## Work instructions
A: Name every person whom the passage on The Princess refers to by name.
B: Answer these questions from the passage on The Princess:
(i) What percentage in the viewership poll considered Charles fit to be king?
(ii) According to Diana's statement, at what age do you always think you're prepared for everything?
(iii) Which interview is watched by millions at home and in pubs?

## Document segment
In the public eye, Charles’ relationship with Diana often becomes a litmus test for how well he might govern. At one point, a viewership poll after an interview in which a now-separated Charles admits to an affair with Parker Bowles finds that 61% consider him fit to be king, while 54% consider him right to admit to his unfaithfulness. English monarchists and republicans battle it out over the ground of the Prince and Princess of Wales’ marriage; the latter faction asks, “Are we really meant to be governed by these two horny loons?”

Overall, The Princess is an interesting look at a woman who has had the misfortune of being the focus of the media’s gaze for half of her life and a quarter century after her death. For critics who deride her for not knowing or caring that her life would specifically be subject to intense scrutiny and speculation, Diana candidly states, “At the age of 19, you always think you’re prepared for everything.” The BBC interview in which she divulges this is watched by millions at home and in pubs like a world-class sporting event.

## Stored records

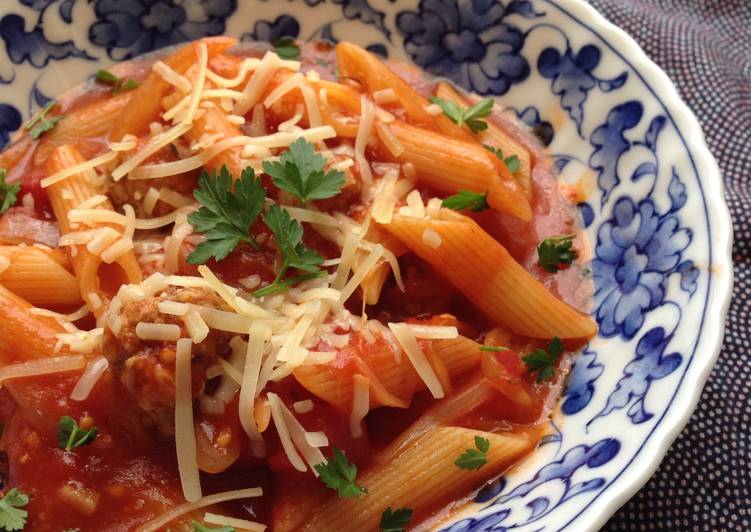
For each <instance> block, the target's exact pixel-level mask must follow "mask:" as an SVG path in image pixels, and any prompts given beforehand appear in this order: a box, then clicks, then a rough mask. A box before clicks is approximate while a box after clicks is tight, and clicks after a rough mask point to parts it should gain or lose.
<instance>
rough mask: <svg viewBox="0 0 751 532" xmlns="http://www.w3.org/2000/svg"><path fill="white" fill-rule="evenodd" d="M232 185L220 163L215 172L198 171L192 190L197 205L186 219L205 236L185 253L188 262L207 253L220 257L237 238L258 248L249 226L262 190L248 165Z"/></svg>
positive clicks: (218, 258) (227, 254)
mask: <svg viewBox="0 0 751 532" xmlns="http://www.w3.org/2000/svg"><path fill="white" fill-rule="evenodd" d="M234 188H235V189H234V191H233V190H232V175H230V173H229V170H227V167H226V166H222V169H221V170H220V172H219V175H217V174H216V172H211V173H210V174H209V173H207V172H205V171H204V172H202V173H201V177H200V178H199V179H198V188H197V189H195V190H194V191H193V196H194V197H195V198H196V199H197V200H198V202H199V203H200V204H201V208H199V209H198V210H197V211H195V212H192V213H190V214H189V215H188V222H190V223H191V224H192V225H193V227H194V228H195V230H196V231H198V232H200V233H204V235H205V236H206V240H205V241H204V242H201V243H200V244H198V246H197V247H196V249H195V251H193V253H191V254H190V255H189V256H188V262H189V263H190V264H203V263H205V262H206V261H207V260H209V259H210V258H211V257H214V258H215V259H216V260H222V259H224V258H225V257H226V256H227V255H229V254H230V253H231V252H232V250H234V249H235V248H236V247H237V245H238V244H239V243H240V242H247V243H248V244H250V245H251V246H252V247H253V249H258V243H257V242H256V241H255V239H254V238H253V237H252V236H250V228H251V226H252V225H253V222H255V221H256V218H258V215H259V214H260V213H261V210H262V209H263V205H264V200H265V199H266V190H265V189H264V188H263V185H261V181H260V180H259V179H257V178H256V176H255V172H254V171H253V168H251V167H248V168H246V169H245V170H243V173H242V176H241V177H240V179H238V180H237V182H236V183H235V186H234Z"/></svg>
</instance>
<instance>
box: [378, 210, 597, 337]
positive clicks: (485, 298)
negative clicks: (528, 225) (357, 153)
mask: <svg viewBox="0 0 751 532" xmlns="http://www.w3.org/2000/svg"><path fill="white" fill-rule="evenodd" d="M442 212H443V213H445V215H446V219H443V220H434V219H429V218H422V219H419V218H412V217H408V216H401V215H394V217H393V219H392V221H391V223H390V224H384V225H383V227H384V228H386V229H387V230H388V231H390V232H391V233H392V234H393V235H395V236H396V237H398V238H399V239H400V240H401V241H402V242H404V244H406V245H407V246H408V247H409V248H410V249H411V250H412V251H414V252H415V253H416V254H417V255H419V256H420V257H421V258H422V259H423V260H425V261H427V262H428V263H430V264H431V265H432V266H433V267H434V268H436V269H437V270H438V271H439V272H441V274H443V275H444V276H445V277H446V278H447V279H448V280H449V281H451V283H452V284H453V285H454V286H456V287H457V288H458V289H459V290H461V291H462V293H464V295H465V296H466V297H467V298H469V300H470V301H471V302H472V303H473V304H474V305H476V306H477V307H478V308H479V309H480V310H482V311H483V312H484V313H485V314H486V315H487V316H488V317H490V318H492V319H493V320H494V321H495V322H496V323H498V324H501V325H504V326H506V327H508V328H509V329H511V330H512V331H513V332H514V333H516V334H520V335H523V336H530V337H533V338H553V337H554V336H558V337H560V338H588V337H590V336H592V335H593V334H595V332H596V331H597V326H596V324H595V322H594V321H593V320H592V319H591V318H590V317H589V316H586V315H584V314H582V313H581V312H579V311H577V310H575V309H574V308H572V307H570V306H569V305H567V304H566V303H564V302H563V301H561V300H560V299H558V298H556V297H555V296H554V295H553V294H551V293H550V292H549V291H548V290H547V288H545V287H544V286H543V285H542V284H541V283H540V282H539V281H537V280H535V279H534V277H532V275H530V274H529V273H528V272H527V271H526V270H525V269H524V268H523V267H522V266H521V265H520V264H519V263H518V262H516V261H515V260H514V259H513V257H511V255H509V253H508V251H506V249H505V248H504V247H503V246H502V245H501V244H500V243H499V242H497V241H496V240H494V239H493V238H492V237H491V236H490V235H488V234H487V233H486V232H485V231H483V230H482V228H481V227H480V226H478V225H477V224H476V223H475V222H474V221H472V219H470V218H468V217H466V216H463V215H461V214H458V213H454V212H451V211H446V210H445V209H444V210H442ZM426 229H430V230H432V231H435V232H436V233H437V234H438V235H439V236H440V238H441V245H440V246H438V247H437V248H434V247H432V246H429V245H427V244H425V242H424V241H423V237H422V235H423V233H424V232H425V230H426Z"/></svg>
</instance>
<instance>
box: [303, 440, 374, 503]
mask: <svg viewBox="0 0 751 532" xmlns="http://www.w3.org/2000/svg"><path fill="white" fill-rule="evenodd" d="M315 468H316V471H317V472H318V474H319V475H320V476H321V480H322V481H323V483H324V484H326V486H327V487H329V488H331V489H332V490H336V491H337V492H338V493H339V497H342V498H345V499H351V498H353V497H355V498H357V497H360V496H361V495H362V494H363V493H368V489H367V488H363V487H362V486H358V485H357V483H356V482H355V478H356V477H357V466H356V465H355V464H350V463H349V461H348V460H347V457H346V456H344V453H343V452H342V451H341V449H339V448H338V447H336V446H334V456H332V457H329V458H328V459H327V460H326V463H325V464H316V465H315Z"/></svg>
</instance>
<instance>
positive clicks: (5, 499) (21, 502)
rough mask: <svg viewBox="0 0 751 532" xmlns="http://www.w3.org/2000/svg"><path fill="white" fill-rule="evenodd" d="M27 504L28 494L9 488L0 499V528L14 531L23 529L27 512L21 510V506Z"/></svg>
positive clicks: (15, 489)
mask: <svg viewBox="0 0 751 532" xmlns="http://www.w3.org/2000/svg"><path fill="white" fill-rule="evenodd" d="M27 504H29V496H28V495H26V494H25V493H22V492H20V491H18V490H17V489H16V488H11V489H9V490H8V493H6V494H5V496H4V497H3V498H2V499H0V529H2V530H8V531H15V530H23V528H24V527H25V526H26V518H27V517H28V516H29V512H27V511H26V510H21V507H23V506H26V505H27Z"/></svg>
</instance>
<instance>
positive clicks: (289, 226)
mask: <svg viewBox="0 0 751 532" xmlns="http://www.w3.org/2000/svg"><path fill="white" fill-rule="evenodd" d="M263 221H264V223H265V224H266V225H267V226H268V228H269V229H271V232H272V233H274V237H275V238H276V243H277V245H278V246H279V251H280V253H281V254H282V266H281V268H280V269H279V273H277V275H276V279H274V282H273V283H271V284H270V285H268V286H265V287H263V288H261V289H259V290H256V291H255V292H253V295H254V296H255V297H261V296H264V295H269V294H273V293H276V292H283V291H284V290H286V289H287V288H289V286H291V284H290V283H292V284H294V283H297V282H300V281H303V280H305V279H306V278H307V279H310V278H313V277H318V276H321V275H325V274H326V272H322V271H320V270H319V268H318V266H319V265H320V264H321V263H322V262H323V257H321V256H320V255H319V254H318V253H316V252H315V251H313V250H312V249H309V248H308V247H306V246H305V244H304V243H303V241H302V234H303V231H302V225H300V222H298V221H297V220H295V219H294V218H292V217H290V215H289V212H287V210H286V209H283V208H281V207H280V206H279V205H276V204H275V205H272V206H271V207H270V208H269V210H268V212H267V213H266V214H264V215H263ZM289 268H296V269H298V270H302V271H304V272H307V273H308V275H307V276H305V275H301V276H299V277H297V278H292V279H286V280H282V277H284V274H285V273H286V272H287V270H288V269H289Z"/></svg>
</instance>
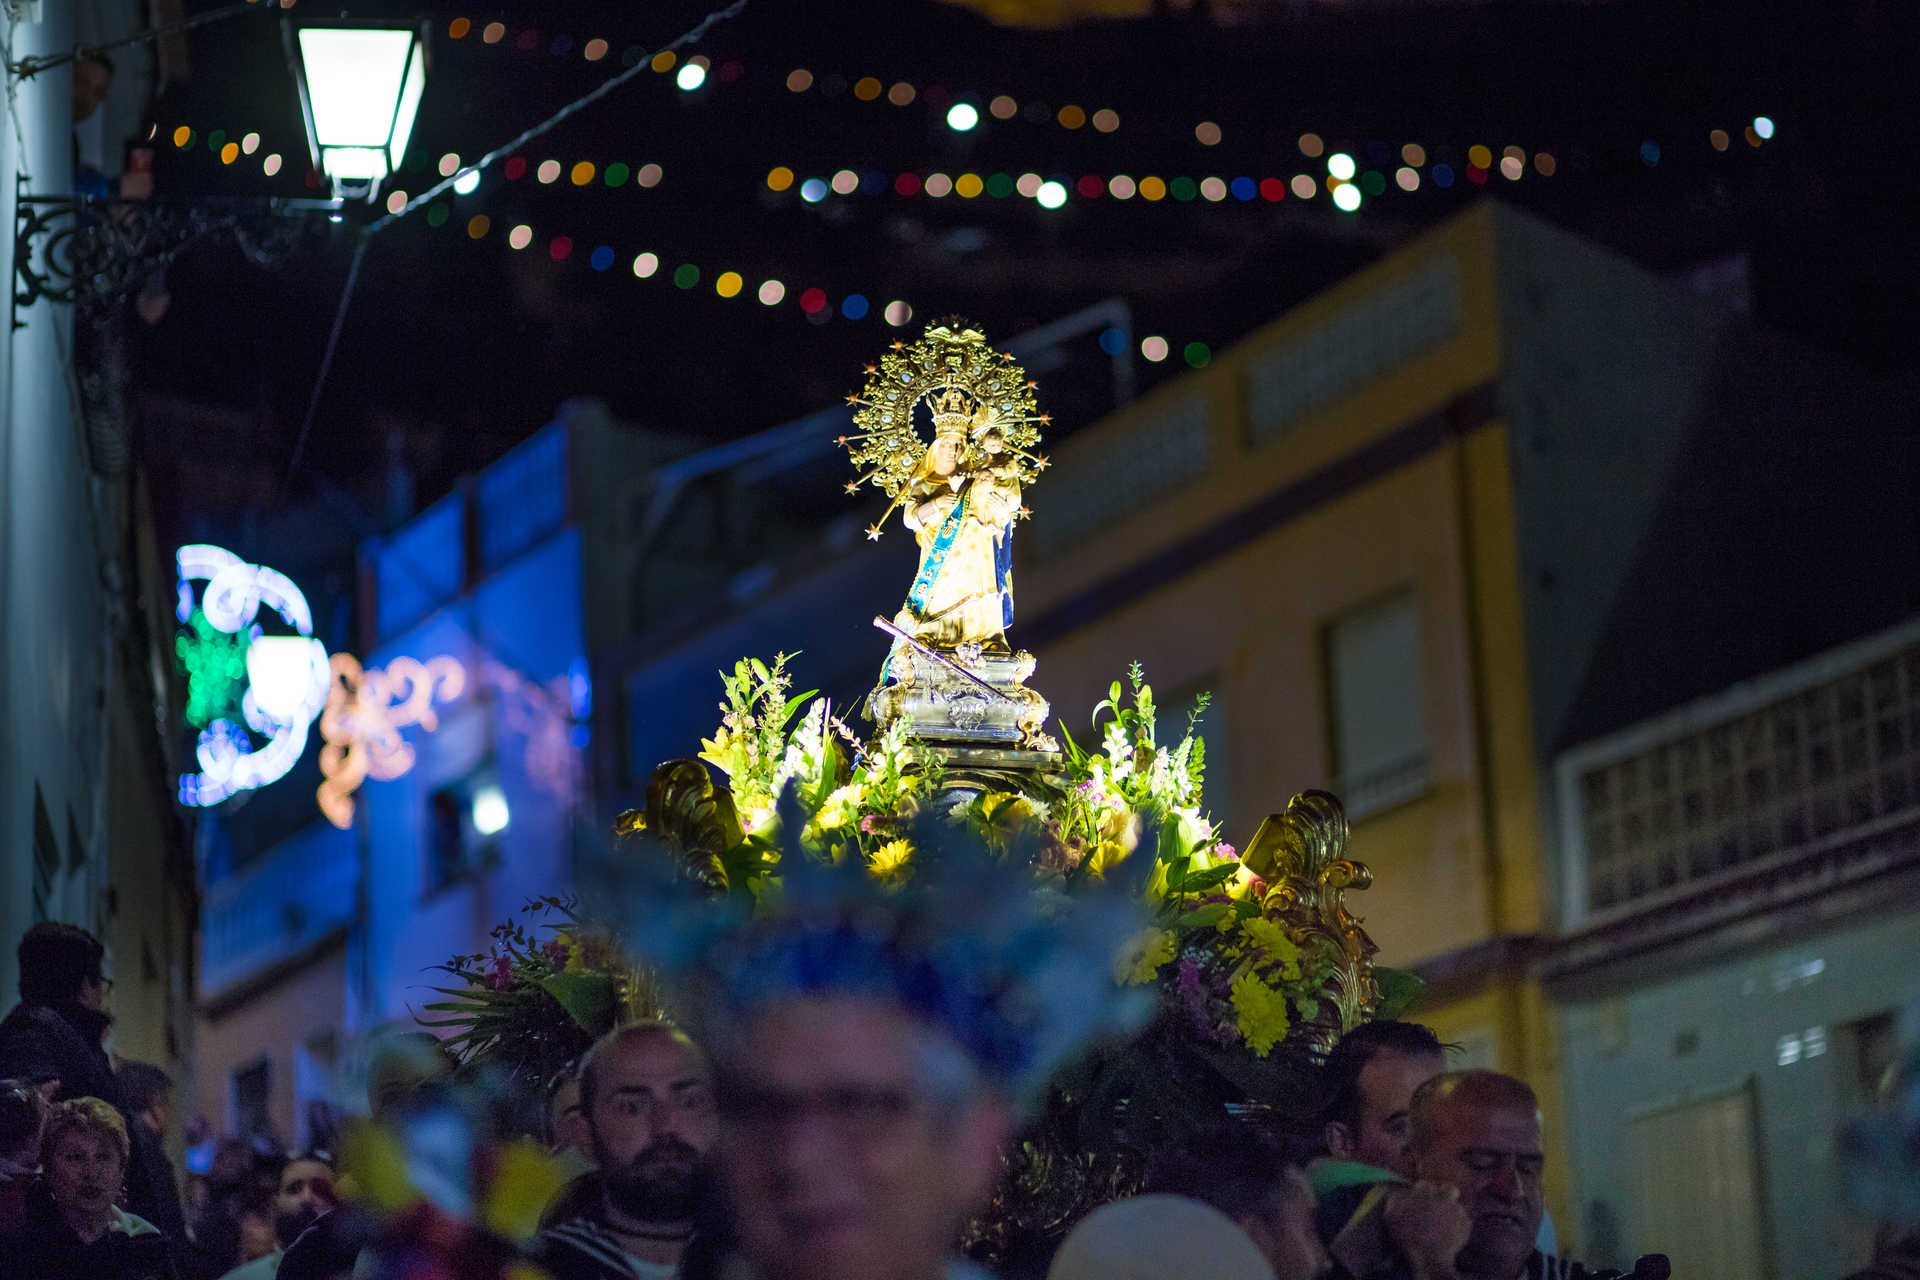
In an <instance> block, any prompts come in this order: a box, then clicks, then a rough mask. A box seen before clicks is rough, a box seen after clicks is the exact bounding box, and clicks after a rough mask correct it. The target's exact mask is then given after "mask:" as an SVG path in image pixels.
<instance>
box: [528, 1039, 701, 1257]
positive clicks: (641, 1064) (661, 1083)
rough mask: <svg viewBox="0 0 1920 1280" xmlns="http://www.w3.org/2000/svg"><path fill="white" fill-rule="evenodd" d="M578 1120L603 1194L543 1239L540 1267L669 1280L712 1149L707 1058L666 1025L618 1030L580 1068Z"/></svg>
mask: <svg viewBox="0 0 1920 1280" xmlns="http://www.w3.org/2000/svg"><path fill="white" fill-rule="evenodd" d="M580 1115H582V1119H584V1123H586V1138H588V1150H589V1151H591V1155H593V1161H595V1163H597V1165H599V1176H597V1188H599V1194H597V1196H595V1197H593V1199H591V1201H589V1203H588V1205H584V1209H582V1211H580V1213H576V1215H572V1217H566V1219H564V1221H559V1222H553V1224H551V1226H547V1228H545V1230H543V1232H541V1234H540V1238H538V1242H536V1245H534V1255H536V1259H538V1261H540V1263H541V1267H545V1268H547V1270H549V1272H551V1274H553V1276H555V1278H557V1280H670V1278H672V1276H676V1274H678V1265H680V1257H682V1253H684V1251H685V1247H687V1240H689V1238H691V1234H693V1213H695V1207H697V1203H699V1199H701V1190H703V1165H705V1157H707V1150H708V1148H710V1146H712V1142H714V1126H716V1121H714V1094H712V1079H710V1075H708V1069H707V1059H705V1055H703V1054H701V1052H699V1048H695V1044H693V1042H691V1040H689V1038H687V1036H685V1034H684V1032H680V1031H676V1029H674V1027H668V1025H664V1023H634V1025H630V1027H620V1029H616V1031H612V1032H609V1034H607V1036H603V1038H601V1040H599V1044H595V1046H593V1048H591V1050H589V1052H588V1055H586V1059H584V1061H582V1067H580Z"/></svg>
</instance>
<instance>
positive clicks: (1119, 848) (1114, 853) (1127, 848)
mask: <svg viewBox="0 0 1920 1280" xmlns="http://www.w3.org/2000/svg"><path fill="white" fill-rule="evenodd" d="M1139 842H1140V819H1139V816H1137V814H1131V812H1127V810H1116V812H1112V814H1108V816H1106V818H1104V819H1100V842H1098V844H1094V848H1092V852H1091V854H1087V869H1089V871H1092V873H1094V875H1106V871H1108V867H1116V865H1119V864H1121V862H1123V860H1125V858H1127V854H1131V852H1133V850H1135V848H1137V846H1139Z"/></svg>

## Task results
A:
Charles
Diana
Parker Bowles

B:
(i) 61%
(ii) 19
(iii) The BBC interview